Data entries
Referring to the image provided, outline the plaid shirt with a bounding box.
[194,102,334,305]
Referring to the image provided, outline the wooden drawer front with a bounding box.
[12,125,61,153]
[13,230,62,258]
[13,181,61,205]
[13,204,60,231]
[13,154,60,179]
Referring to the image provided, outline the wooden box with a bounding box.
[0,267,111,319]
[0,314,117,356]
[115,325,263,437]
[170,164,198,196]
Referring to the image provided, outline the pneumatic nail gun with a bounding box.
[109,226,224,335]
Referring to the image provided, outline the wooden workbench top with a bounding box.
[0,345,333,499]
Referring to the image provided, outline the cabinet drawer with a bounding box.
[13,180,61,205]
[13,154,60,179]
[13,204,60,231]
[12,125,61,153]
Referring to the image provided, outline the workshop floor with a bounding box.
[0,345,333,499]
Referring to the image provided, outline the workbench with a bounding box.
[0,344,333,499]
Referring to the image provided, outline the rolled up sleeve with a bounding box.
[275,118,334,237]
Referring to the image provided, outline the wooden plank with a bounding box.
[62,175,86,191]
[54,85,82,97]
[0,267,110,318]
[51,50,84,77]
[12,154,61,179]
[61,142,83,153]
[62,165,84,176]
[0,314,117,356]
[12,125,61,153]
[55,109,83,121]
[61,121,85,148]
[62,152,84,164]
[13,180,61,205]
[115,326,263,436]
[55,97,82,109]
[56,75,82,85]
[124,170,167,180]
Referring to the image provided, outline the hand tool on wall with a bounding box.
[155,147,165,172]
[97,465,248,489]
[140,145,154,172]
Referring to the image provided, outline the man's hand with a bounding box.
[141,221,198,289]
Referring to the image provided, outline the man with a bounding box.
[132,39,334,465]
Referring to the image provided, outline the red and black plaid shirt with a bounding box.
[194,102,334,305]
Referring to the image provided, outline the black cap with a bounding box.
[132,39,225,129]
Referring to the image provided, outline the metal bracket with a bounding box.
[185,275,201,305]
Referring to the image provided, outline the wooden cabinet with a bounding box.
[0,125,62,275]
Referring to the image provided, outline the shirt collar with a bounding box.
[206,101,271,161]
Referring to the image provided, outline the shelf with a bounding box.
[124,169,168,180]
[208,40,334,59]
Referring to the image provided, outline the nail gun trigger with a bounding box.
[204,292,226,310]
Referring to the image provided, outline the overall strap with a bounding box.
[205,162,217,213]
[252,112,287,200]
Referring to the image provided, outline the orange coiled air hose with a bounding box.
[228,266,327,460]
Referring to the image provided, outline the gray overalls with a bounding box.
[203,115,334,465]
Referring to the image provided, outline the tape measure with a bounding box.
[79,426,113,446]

## What is required
Could you reproduce every record exactly as written?

## Task response
Referring to the image provided, outline the plaid shirt with a bounding box.
[194,102,334,305]
Referring to the image provided, outline the wooden drawer front with a bounding box.
[12,125,61,153]
[13,230,62,258]
[13,181,61,205]
[13,204,60,231]
[13,154,60,179]
Referring to the image provided, outline the wooden box with a bounding box.
[0,267,111,319]
[0,314,117,356]
[115,325,263,437]
[170,164,198,196]
Referring to the image provided, outline the pneumatic nail gun with a bounding box.
[109,226,224,335]
Referring to the image provided, outline the wooden workbench top with a bounding box.
[0,345,333,499]
Referring to the image provided, outline the cabinet drawer with a bounding box.
[13,180,61,205]
[13,154,60,179]
[13,204,60,231]
[12,125,61,153]
Referring to the image provided, outline the workshop floor with a bounding box.
[0,345,333,499]
Referring to the image provided, outline the workbench with a bounding box.
[0,344,333,499]
Referring to the image provided, outline the rolled up sleeve with a bounding box.
[275,118,334,237]
Referring to the image provided, outline the wooden plank with a bounding box.
[62,175,86,191]
[54,85,82,97]
[0,267,110,318]
[51,50,84,77]
[12,154,61,179]
[61,142,83,153]
[62,165,84,176]
[0,314,117,356]
[12,125,61,153]
[55,109,83,121]
[61,121,85,148]
[62,152,84,164]
[13,180,61,205]
[115,326,263,436]
[55,97,82,109]
[56,75,82,85]
[124,170,167,180]
Referring to the image provided, outline the hand tool on wall with a bounding box.
[155,147,165,172]
[97,465,248,489]
[140,145,154,172]
Referring to the image provided, outline the man's hand with a bounding box.
[141,221,198,289]
Referring to the image provided, outline the man with a bounding box.
[132,39,334,465]
Referring to the image provided, outline the red and black plaid shirt with a bounding box.
[194,102,334,305]
Referring to the image provided, outline the black cap with a bounding box.
[132,39,225,129]
Referring to the image provided, outline the metal bracket with a bounding box.
[185,275,201,305]
Referring to the image provided, outline the wooden cabinet with a bounding box.
[0,125,62,275]
Referring to the image provided, outline the shirt collar with a bounding box.
[206,101,271,161]
Referring to the image provided, outline the shelf with a bounding box.
[124,169,168,180]
[208,40,334,59]
Referring to the image provided, outline the nail gun trigger with a bounding box.
[204,292,226,310]
Referring to the image provided, outline the overall strap with a bounding box.
[205,162,217,213]
[252,112,287,200]
Referring to the image provided, outline the orange coiled air hose with a bounding box.
[228,266,327,460]
Referring to the image provided, outline the gray overalls with a bounding box.
[203,115,334,465]
Referring to the image provided, outline the tape measure with a bounding box.
[79,426,113,446]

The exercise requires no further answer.